(Provided records Opens)
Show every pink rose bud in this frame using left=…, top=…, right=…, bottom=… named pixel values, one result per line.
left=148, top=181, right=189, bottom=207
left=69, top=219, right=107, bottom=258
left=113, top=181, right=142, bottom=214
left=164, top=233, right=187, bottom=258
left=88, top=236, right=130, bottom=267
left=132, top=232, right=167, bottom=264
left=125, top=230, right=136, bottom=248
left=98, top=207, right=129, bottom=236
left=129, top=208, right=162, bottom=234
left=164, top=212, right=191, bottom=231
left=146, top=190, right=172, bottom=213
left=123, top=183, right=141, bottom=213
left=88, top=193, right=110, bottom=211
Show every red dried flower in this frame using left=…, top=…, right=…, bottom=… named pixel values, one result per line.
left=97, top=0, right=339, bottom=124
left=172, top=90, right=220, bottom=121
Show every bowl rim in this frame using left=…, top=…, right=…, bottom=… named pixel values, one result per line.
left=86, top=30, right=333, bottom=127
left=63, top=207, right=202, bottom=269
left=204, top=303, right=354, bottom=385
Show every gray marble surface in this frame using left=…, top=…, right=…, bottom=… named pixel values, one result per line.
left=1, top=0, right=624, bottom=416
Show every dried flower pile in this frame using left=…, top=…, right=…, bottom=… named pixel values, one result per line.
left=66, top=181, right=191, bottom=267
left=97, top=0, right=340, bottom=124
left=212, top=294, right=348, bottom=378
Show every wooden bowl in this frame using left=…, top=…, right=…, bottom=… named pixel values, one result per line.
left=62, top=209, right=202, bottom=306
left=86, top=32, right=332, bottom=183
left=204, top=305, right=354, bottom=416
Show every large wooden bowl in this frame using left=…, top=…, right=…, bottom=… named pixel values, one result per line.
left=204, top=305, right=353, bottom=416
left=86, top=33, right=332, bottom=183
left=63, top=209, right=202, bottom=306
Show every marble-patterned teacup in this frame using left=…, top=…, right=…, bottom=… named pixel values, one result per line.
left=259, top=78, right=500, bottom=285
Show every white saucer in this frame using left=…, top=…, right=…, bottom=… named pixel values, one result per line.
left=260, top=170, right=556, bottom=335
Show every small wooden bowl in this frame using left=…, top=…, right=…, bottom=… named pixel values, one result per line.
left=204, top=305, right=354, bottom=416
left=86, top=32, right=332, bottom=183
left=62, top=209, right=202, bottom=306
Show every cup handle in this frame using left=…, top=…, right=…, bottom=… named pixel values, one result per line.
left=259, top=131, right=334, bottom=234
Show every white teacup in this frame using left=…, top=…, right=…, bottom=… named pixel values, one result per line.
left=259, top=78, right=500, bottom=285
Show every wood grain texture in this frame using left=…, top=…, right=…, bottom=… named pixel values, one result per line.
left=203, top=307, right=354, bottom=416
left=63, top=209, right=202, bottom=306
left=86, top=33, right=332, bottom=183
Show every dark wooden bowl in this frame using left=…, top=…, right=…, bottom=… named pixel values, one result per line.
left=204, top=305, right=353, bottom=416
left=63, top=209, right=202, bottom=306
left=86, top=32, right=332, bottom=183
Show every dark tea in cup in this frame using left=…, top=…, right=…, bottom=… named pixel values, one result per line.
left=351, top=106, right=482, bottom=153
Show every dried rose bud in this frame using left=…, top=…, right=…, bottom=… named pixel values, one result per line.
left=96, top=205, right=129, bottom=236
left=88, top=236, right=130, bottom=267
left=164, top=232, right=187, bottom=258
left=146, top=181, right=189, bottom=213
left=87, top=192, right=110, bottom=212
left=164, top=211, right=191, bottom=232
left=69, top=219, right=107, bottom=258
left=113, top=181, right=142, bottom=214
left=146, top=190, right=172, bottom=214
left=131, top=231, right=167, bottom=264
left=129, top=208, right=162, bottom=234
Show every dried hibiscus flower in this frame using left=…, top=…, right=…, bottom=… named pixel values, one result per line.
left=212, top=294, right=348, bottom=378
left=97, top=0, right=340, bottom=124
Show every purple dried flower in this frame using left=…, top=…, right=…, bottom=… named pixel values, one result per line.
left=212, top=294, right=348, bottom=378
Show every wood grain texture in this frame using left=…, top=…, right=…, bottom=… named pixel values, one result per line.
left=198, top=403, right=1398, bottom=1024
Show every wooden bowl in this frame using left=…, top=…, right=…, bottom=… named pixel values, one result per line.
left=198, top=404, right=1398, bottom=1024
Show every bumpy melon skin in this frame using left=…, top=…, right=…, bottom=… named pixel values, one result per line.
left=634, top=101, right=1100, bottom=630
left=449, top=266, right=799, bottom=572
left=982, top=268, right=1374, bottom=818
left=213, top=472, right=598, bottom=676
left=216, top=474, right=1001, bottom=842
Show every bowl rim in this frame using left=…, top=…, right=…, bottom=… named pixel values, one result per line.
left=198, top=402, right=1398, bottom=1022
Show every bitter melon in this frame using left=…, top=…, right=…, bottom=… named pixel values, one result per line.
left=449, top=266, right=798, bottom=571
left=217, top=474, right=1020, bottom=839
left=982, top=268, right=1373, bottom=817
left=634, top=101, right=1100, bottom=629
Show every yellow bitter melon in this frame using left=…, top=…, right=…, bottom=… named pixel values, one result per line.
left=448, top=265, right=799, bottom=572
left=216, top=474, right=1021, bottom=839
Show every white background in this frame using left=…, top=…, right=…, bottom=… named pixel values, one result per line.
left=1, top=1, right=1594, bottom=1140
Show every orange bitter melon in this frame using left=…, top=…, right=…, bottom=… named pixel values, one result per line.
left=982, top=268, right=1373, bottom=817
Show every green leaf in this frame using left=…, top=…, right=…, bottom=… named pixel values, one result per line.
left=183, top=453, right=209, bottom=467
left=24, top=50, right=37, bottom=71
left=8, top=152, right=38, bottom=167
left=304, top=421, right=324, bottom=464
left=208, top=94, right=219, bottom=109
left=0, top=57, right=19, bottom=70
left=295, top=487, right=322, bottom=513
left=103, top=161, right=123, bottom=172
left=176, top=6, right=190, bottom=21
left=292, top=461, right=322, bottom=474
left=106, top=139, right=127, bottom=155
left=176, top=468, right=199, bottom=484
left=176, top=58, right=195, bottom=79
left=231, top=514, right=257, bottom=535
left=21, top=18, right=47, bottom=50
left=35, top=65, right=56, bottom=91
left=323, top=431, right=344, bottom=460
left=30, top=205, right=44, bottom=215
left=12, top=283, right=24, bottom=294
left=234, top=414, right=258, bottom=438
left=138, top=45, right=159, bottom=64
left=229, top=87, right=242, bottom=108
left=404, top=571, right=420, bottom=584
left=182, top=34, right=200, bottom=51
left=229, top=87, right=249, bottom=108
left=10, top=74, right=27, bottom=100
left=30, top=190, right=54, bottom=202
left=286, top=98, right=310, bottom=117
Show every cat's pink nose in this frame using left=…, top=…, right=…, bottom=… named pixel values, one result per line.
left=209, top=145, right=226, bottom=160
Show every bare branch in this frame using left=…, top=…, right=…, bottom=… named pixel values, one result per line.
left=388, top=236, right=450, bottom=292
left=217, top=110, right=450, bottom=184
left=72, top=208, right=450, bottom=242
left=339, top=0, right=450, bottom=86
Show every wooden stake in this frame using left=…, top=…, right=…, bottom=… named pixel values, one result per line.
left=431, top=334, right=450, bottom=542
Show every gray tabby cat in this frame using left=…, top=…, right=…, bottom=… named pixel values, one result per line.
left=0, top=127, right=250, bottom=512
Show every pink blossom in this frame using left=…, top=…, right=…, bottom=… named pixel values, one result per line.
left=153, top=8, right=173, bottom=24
(Provided records Closes)
**What the task requires:** Reproduce all the records, exactly and in full.

**Task output:**
Show every pink rose bud in this frame using left=…, top=…, right=…, bottom=… named pixel values, one result per line.
left=148, top=181, right=189, bottom=207
left=69, top=219, right=107, bottom=258
left=113, top=181, right=142, bottom=214
left=164, top=233, right=187, bottom=258
left=88, top=236, right=130, bottom=267
left=132, top=232, right=167, bottom=264
left=125, top=230, right=136, bottom=248
left=98, top=207, right=129, bottom=236
left=129, top=208, right=162, bottom=234
left=164, top=212, right=191, bottom=231
left=146, top=190, right=172, bottom=213
left=123, top=183, right=141, bottom=213
left=88, top=193, right=110, bottom=211
Show every red dried flower in this frame using left=…, top=…, right=…, bottom=… named pixel values, one result per line.
left=97, top=0, right=339, bottom=124
left=172, top=90, right=220, bottom=121
Show every bowl rim in this frame using left=…, top=…, right=…, bottom=… named pixel values, one result per line.
left=86, top=30, right=333, bottom=127
left=63, top=207, right=202, bottom=269
left=204, top=303, right=354, bottom=385
Show every gray marble surface in this frame using left=…, top=…, right=…, bottom=… named pixel values, one result per line.
left=1, top=0, right=624, bottom=416
Show every dried flower pile in this frame using left=…, top=…, right=…, bottom=… named pixel values, one result per line.
left=66, top=181, right=191, bottom=267
left=97, top=0, right=340, bottom=124
left=212, top=294, right=348, bottom=378
Show every wooden bowl in this frame using left=…, top=…, right=…, bottom=… named pixel values, one result per line.
left=62, top=209, right=202, bottom=306
left=86, top=32, right=332, bottom=183
left=204, top=305, right=354, bottom=416
Show every large wooden bowl in this frame using left=…, top=…, right=…, bottom=… named pixel values, one result per line.
left=204, top=305, right=353, bottom=416
left=86, top=33, right=332, bottom=183
left=63, top=209, right=202, bottom=306
Show every marble-patterned teacup in this frame using left=…, top=…, right=…, bottom=… named pixel values, one result per line.
left=259, top=78, right=500, bottom=285
Show every white saucer in this frame using left=…, top=…, right=…, bottom=… named pixel values, one result per line.
left=260, top=170, right=556, bottom=335
Show every small wooden bowl in this frame using left=…, top=…, right=…, bottom=… named pixel values, one result per line.
left=204, top=305, right=354, bottom=416
left=86, top=32, right=332, bottom=183
left=62, top=209, right=202, bottom=306
Show every cup handle in this frame using left=…, top=…, right=…, bottom=… named pixel values, one result per line.
left=259, top=131, right=334, bottom=234
Show every white teacup in this frame using left=…, top=…, right=…, bottom=… named pixel values, one result per line.
left=259, top=78, right=500, bottom=285
Show every wood grain texture in this frame using left=…, top=…, right=…, bottom=… named pixel values, one result per line.
left=203, top=307, right=354, bottom=416
left=63, top=209, right=202, bottom=306
left=86, top=33, right=332, bottom=183
Show every dark wooden bowl in this frame using left=…, top=…, right=…, bottom=… named pixel values, one result per line.
left=204, top=305, right=353, bottom=416
left=63, top=209, right=202, bottom=306
left=86, top=32, right=332, bottom=183
Show every dark tea in cup in this frame using left=…, top=…, right=…, bottom=… named pixel values, one result per line.
left=351, top=106, right=482, bottom=153
Show every dried rose bud in this frame using left=…, top=…, right=…, bottom=… named pixel values, one result per line.
left=96, top=205, right=129, bottom=236
left=88, top=236, right=130, bottom=267
left=164, top=232, right=187, bottom=258
left=146, top=181, right=189, bottom=213
left=87, top=192, right=110, bottom=212
left=164, top=211, right=191, bottom=232
left=69, top=219, right=107, bottom=258
left=113, top=181, right=142, bottom=214
left=146, top=190, right=172, bottom=214
left=131, top=231, right=167, bottom=264
left=129, top=208, right=162, bottom=234
Show every dried hibiscus flower in this frame using left=…, top=…, right=…, bottom=… named pixel values, one result per line.
left=212, top=294, right=348, bottom=378
left=97, top=0, right=340, bottom=124
Show every purple dried flower in this frame using left=…, top=…, right=…, bottom=… named pixel values, one result per line.
left=212, top=294, right=348, bottom=378
Show every wood grain texture in this frame using left=…, top=…, right=…, bottom=… named pixel values, one result per line.
left=198, top=403, right=1398, bottom=1024
Show every wooden bowl in this frame using left=…, top=…, right=…, bottom=… named pixel values, one result per line.
left=198, top=404, right=1398, bottom=1024
Show every bumpy melon skin in this frame using left=…, top=…, right=…, bottom=… named pixel values, one result per line.
left=634, top=101, right=1100, bottom=630
left=449, top=266, right=799, bottom=572
left=982, top=268, right=1374, bottom=818
left=213, top=472, right=598, bottom=676
left=216, top=474, right=1001, bottom=842
Show every bowl rim in this frame using left=…, top=…, right=…, bottom=… named pixel values, one result per line.
left=198, top=402, right=1398, bottom=1022
Show every bitter melon in this frame using left=…, top=…, right=…, bottom=… named pixel values, one result per line.
left=449, top=266, right=798, bottom=571
left=217, top=474, right=1020, bottom=839
left=982, top=268, right=1373, bottom=817
left=634, top=101, right=1100, bottom=629
Show every yellow bitter melon in this frame using left=…, top=…, right=…, bottom=… named pixel values, one result per line.
left=448, top=265, right=799, bottom=572
left=216, top=474, right=1021, bottom=839
Show every white background in this frame using left=…, top=…, right=…, bottom=… named pixel values, one result per line.
left=1, top=1, right=1594, bottom=1140
Show every orange bitter melon in this frame using left=…, top=…, right=…, bottom=… named pixel values, one result per line.
left=982, top=268, right=1373, bottom=817
Show every green leaf in this frame using left=…, top=…, right=…, bottom=… named pixel values, one result per line.
left=183, top=453, right=209, bottom=467
left=24, top=50, right=37, bottom=71
left=8, top=152, right=38, bottom=167
left=304, top=421, right=324, bottom=464
left=208, top=94, right=219, bottom=109
left=0, top=57, right=19, bottom=70
left=295, top=487, right=322, bottom=513
left=103, top=161, right=123, bottom=172
left=176, top=6, right=190, bottom=21
left=292, top=461, right=322, bottom=474
left=106, top=139, right=127, bottom=155
left=176, top=468, right=199, bottom=484
left=176, top=58, right=195, bottom=79
left=231, top=514, right=257, bottom=535
left=21, top=18, right=47, bottom=50
left=35, top=65, right=56, bottom=91
left=323, top=431, right=344, bottom=460
left=30, top=205, right=44, bottom=215
left=12, top=283, right=24, bottom=294
left=234, top=414, right=258, bottom=438
left=138, top=45, right=159, bottom=64
left=229, top=87, right=242, bottom=108
left=404, top=571, right=420, bottom=584
left=182, top=34, right=200, bottom=51
left=229, top=87, right=249, bottom=108
left=10, top=74, right=27, bottom=100
left=30, top=190, right=54, bottom=202
left=286, top=98, right=310, bottom=117
Show every cat's pink nose in this frame using left=…, top=…, right=…, bottom=… named pixel values, one result per line.
left=209, top=145, right=226, bottom=160
Show every bare branch in this frame using left=…, top=…, right=…, bottom=… named pixel values, one result per line.
left=388, top=236, right=450, bottom=292
left=217, top=110, right=450, bottom=184
left=72, top=208, right=450, bottom=242
left=339, top=0, right=450, bottom=86
Show every wooden stake in this frame using left=…, top=…, right=…, bottom=… named pixel values, one result per line.
left=431, top=334, right=450, bottom=542
Show every gray tabby cat in this frame using left=…, top=…, right=…, bottom=… named pixel values, one result per line.
left=0, top=127, right=250, bottom=512
Show every pink blossom in this frame using left=…, top=…, right=…, bottom=… named pixel values, one result per line.
left=153, top=8, right=173, bottom=24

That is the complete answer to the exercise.